Show every line from the data below that includes "shape".
+ + + + + + +
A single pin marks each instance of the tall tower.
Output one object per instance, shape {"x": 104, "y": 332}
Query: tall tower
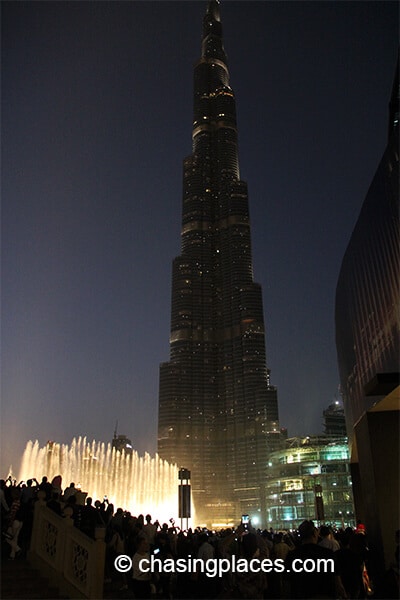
{"x": 218, "y": 412}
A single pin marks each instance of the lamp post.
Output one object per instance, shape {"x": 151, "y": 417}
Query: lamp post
{"x": 184, "y": 496}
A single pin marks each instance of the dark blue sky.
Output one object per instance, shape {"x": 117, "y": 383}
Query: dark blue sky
{"x": 96, "y": 119}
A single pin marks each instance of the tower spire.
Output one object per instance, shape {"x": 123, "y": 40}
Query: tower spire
{"x": 212, "y": 46}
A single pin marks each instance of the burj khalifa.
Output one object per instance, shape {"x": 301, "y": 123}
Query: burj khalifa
{"x": 218, "y": 411}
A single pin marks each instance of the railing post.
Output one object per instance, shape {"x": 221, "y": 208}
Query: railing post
+ + + + + + +
RESPONSE AREA:
Output one object per instance, shape {"x": 104, "y": 332}
Output one object per instance, shape {"x": 151, "y": 417}
Output one object per instance, shape {"x": 117, "y": 383}
Output one object per instance, shape {"x": 123, "y": 40}
Output one object per instance, shape {"x": 301, "y": 123}
Output one object per instance, shape {"x": 221, "y": 208}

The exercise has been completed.